(Exercise task): Output the data that follows exactly, line for line.

____ Extracted information

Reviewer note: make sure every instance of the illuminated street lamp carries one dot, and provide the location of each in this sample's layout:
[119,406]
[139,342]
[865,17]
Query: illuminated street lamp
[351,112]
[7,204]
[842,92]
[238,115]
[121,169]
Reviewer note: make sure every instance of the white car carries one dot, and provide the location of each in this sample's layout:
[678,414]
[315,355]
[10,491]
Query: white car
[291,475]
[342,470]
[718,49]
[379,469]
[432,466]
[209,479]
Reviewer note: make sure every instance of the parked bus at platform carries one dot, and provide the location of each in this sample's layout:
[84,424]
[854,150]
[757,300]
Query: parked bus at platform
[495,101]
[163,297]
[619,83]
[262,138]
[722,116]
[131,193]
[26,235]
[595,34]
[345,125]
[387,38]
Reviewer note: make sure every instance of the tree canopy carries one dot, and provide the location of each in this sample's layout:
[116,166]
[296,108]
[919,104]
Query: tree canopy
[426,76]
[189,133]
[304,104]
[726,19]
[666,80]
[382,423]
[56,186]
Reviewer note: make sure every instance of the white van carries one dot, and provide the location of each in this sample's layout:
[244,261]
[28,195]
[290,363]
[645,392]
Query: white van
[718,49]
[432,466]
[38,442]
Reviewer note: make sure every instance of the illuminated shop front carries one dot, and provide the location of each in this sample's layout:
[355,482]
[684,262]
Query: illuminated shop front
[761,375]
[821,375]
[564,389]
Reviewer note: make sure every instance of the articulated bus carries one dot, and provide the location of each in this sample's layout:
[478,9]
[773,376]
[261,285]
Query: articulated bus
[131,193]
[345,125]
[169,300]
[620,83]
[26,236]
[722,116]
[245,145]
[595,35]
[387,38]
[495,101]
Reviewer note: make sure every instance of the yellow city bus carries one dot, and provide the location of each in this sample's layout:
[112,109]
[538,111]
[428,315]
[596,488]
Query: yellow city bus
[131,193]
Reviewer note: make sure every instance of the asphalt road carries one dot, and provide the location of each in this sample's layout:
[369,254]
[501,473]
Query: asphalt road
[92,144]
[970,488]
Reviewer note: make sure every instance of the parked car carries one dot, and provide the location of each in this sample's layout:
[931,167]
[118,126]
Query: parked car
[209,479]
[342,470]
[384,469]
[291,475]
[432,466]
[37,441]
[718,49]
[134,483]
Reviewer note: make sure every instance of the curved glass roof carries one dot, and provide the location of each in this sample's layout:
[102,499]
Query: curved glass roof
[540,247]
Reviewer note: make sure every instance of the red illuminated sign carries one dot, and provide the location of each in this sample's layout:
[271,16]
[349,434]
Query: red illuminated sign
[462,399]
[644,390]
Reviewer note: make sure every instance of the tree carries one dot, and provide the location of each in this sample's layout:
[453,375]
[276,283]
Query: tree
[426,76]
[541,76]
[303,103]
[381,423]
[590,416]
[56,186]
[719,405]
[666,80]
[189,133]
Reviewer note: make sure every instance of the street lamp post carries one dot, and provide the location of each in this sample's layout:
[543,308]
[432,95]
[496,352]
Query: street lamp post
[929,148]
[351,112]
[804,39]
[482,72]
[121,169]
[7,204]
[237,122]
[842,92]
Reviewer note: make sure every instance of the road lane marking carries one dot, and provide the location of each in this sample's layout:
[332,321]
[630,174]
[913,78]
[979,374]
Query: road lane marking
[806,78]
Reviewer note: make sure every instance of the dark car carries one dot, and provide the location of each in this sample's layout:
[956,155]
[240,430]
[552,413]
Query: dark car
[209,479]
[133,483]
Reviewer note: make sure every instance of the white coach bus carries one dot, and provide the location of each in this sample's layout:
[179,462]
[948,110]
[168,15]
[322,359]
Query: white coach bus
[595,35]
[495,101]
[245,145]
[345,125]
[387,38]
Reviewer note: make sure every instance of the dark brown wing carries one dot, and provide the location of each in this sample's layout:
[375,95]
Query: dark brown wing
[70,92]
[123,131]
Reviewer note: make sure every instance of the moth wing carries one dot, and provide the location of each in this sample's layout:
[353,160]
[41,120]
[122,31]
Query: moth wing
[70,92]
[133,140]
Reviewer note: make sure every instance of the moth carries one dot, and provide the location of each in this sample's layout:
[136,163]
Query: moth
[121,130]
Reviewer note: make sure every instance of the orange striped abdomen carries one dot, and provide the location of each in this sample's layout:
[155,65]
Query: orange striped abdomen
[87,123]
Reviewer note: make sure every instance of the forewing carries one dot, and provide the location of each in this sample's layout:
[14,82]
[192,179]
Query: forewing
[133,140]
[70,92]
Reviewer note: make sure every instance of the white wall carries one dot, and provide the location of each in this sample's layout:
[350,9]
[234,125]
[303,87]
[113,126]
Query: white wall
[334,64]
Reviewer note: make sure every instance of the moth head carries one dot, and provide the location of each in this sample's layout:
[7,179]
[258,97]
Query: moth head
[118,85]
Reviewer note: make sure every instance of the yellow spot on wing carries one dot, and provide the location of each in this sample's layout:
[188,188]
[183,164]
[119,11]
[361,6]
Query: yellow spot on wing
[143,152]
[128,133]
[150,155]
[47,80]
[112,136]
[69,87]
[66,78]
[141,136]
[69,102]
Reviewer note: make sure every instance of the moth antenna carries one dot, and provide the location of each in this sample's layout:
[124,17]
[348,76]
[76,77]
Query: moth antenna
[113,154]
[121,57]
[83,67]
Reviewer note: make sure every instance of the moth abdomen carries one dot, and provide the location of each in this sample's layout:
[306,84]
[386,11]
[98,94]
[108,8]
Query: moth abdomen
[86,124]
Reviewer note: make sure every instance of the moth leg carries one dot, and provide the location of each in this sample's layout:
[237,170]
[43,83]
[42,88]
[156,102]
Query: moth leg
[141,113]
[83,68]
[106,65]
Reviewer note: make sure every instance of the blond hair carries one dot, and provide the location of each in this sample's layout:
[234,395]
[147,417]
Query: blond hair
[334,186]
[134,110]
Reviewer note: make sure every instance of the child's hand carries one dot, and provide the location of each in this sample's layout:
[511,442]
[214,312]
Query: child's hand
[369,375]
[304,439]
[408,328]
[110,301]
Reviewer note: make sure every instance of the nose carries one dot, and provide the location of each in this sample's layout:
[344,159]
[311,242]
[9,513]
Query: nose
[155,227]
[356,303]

________

(Written solution):
Reviewer note: make sure every instance of the illuminated street lamp carries one dot, and provide the location of each in this sample's layout:
[119,406]
[139,342]
[865,17]
Query: illuminated street lamp
[351,112]
[7,204]
[842,92]
[238,115]
[121,169]
Reviewer note: make sure every instance of the white car carries one dot, and provide the location of each in this sample's layout:
[678,414]
[315,355]
[10,491]
Query: white car
[291,475]
[342,470]
[718,49]
[379,469]
[432,466]
[209,479]
Reviewer note: make sure every instance of the parked bus at platform carries one dot, and provide the location of each in this sample's layout:
[84,424]
[854,150]
[757,300]
Query: parked bus at platform
[495,101]
[163,297]
[619,83]
[262,138]
[722,116]
[131,193]
[26,235]
[595,34]
[345,125]
[387,38]
Reviewer note: make sure every instance of the tree canopy carries one dot, and provide the location of each in this sample's layout:
[116,166]
[296,108]
[919,104]
Query: tree canopy
[426,76]
[189,133]
[304,104]
[726,19]
[666,80]
[382,423]
[56,186]
Reviewer note: make sure every instance of the white van carries one dot, and provide the location of each in this sample's layout:
[244,261]
[28,195]
[290,363]
[645,392]
Query: white van
[718,49]
[432,466]
[38,442]
Reviewer note: make sure every instance of the illuminated shop front carries one dot, and provide the location of each in this sample's layout:
[355,482]
[684,262]
Query: illuminated shop front
[761,375]
[821,375]
[564,389]
Reviewer note: make sure every instance of the articulated bus carries one dot, and provide the location of each in this sample's layout:
[478,9]
[773,376]
[261,285]
Query: articulated bus
[131,193]
[345,125]
[169,300]
[620,83]
[26,236]
[722,116]
[245,145]
[595,35]
[387,38]
[495,101]
Reviewer note: make sure every instance of the yellow city bus carries one dot, and provide the location of each in this sample's layout:
[112,109]
[538,111]
[428,315]
[596,488]
Query: yellow city bus
[131,193]
Reviewer note: make sure every instance of the asphalt road carries one dot, and provide the location of each in this sample's layout:
[369,254]
[501,473]
Query: asphalt road
[92,144]
[970,488]
Reviewer note: make sure every instance of the parked car carries one dot, and provide the location of each in this sample's layout:
[931,167]
[118,126]
Query: parked car
[209,479]
[342,470]
[384,469]
[291,475]
[432,466]
[37,441]
[718,49]
[134,483]
Reviewer note: make sure every instance of the curved glass roof carries one dot, and provide the location of each in this sample's layout:
[102,499]
Query: curved glass roof
[540,247]
Reviewer note: make sure every instance of the red illuminated sign carries one dot, and provide the location of each in this sample's layout:
[271,16]
[349,434]
Query: red illuminated sign
[462,399]
[644,390]
Reviewer note: make sure every instance of the tree carries one dot, and provide the location of each in this sample's layout:
[453,375]
[276,283]
Query: tree
[426,76]
[541,76]
[303,103]
[381,423]
[590,416]
[56,186]
[719,405]
[666,80]
[189,133]
Reviewer note: make sure every instance of the street lamp post carries one dot, and provide the location of each in this sample's layout:
[543,308]
[432,95]
[496,352]
Query: street lamp post
[929,148]
[351,112]
[804,39]
[482,72]
[121,169]
[7,204]
[237,122]
[842,92]
Reviewer note: make sure every instance of the road lane marking carries one dot, and provide the location of each in this sample's layout:
[332,321]
[630,174]
[913,78]
[979,374]
Query: road lane marking
[806,78]
Reviewer note: make sure every instance of the dark car carries one dot, and provide the location of each in this sample's layout:
[956,155]
[240,430]
[552,413]
Query: dark car
[209,479]
[133,483]
Reviewer note: make sure every instance of the white coach bus carries one dot, and provide the location of each in this sample's layout:
[179,462]
[948,110]
[168,15]
[322,359]
Query: white coach bus
[595,35]
[495,101]
[245,145]
[345,125]
[387,38]
Reviewer note: make sure every instance of the dark brown wing carries one dot, and provide the location of each in this sample's layout:
[375,95]
Query: dark brown wing
[70,92]
[123,131]
Reviewer note: make sure every instance of the moth wing carries one dot, and provide the location of each in this sample's layout:
[353,160]
[41,120]
[122,31]
Query: moth wing
[70,92]
[133,140]
Reviewer note: make sure every instance of the moth carries one dot, and provide the location of each in this sample's layout:
[136,163]
Query: moth
[121,130]
Reviewer note: make sure every instance of the orange striped abdomen carries one dot, and provide the location of each in this sample's layout:
[155,65]
Query: orange striped abdomen
[87,123]
Reviewer note: make sure every instance of the forewing carries one dot, and provide the location of each in this sample's layout:
[14,82]
[192,179]
Query: forewing
[133,140]
[70,92]
Reviewer note: make sure every instance of the white wall carries one dot, and provide the location of each in this sample's layout:
[350,9]
[234,125]
[303,87]
[113,126]
Query: white wall
[334,64]
Reviewer note: make sure every instance of the moth head carries one dot, and provide the location of each in this sample's layout:
[7,179]
[258,97]
Query: moth head
[118,85]
Reviewer note: make sure every instance of the yellow spot on wing carries one dot, and provide the location of each in this sample's layout:
[188,188]
[183,164]
[119,11]
[361,6]
Query: yellow spot on wing
[143,152]
[128,133]
[150,155]
[47,80]
[112,136]
[69,87]
[66,78]
[141,136]
[69,102]
Reviewer note: make sure every instance of the moth antenna carries one dot, and provide the location of each in this sample's layout:
[124,17]
[348,76]
[76,77]
Query: moth antenna
[113,154]
[121,57]
[83,67]
Reviewer note: make sure every instance of the moth abdomen carries one dot, and provide the location of each in this sample's layout:
[306,84]
[386,11]
[98,94]
[108,8]
Query: moth abdomen
[86,124]
Reviewer note: make sure every instance of the moth leg carries one dot, and provide the location of each in this sample's layout:
[237,170]
[43,83]
[42,88]
[156,102]
Query: moth leg
[141,113]
[83,68]
[106,65]
Reviewer note: make sure every instance of the blond hair carries one dot, and provide the location of each in this sample's layout:
[234,395]
[147,417]
Query: blond hair
[334,186]
[134,110]
Reviewer note: make sure every instance of the child's hand carries one dot, and provide the location of each in this sample's layout:
[511,442]
[214,312]
Query: child's hand
[369,375]
[304,439]
[408,328]
[110,301]
Reviewer note: make sure every instance of the nose carries one dot, and provide the location of each in this sample's layout:
[344,159]
[311,242]
[9,513]
Query: nose
[155,227]
[356,303]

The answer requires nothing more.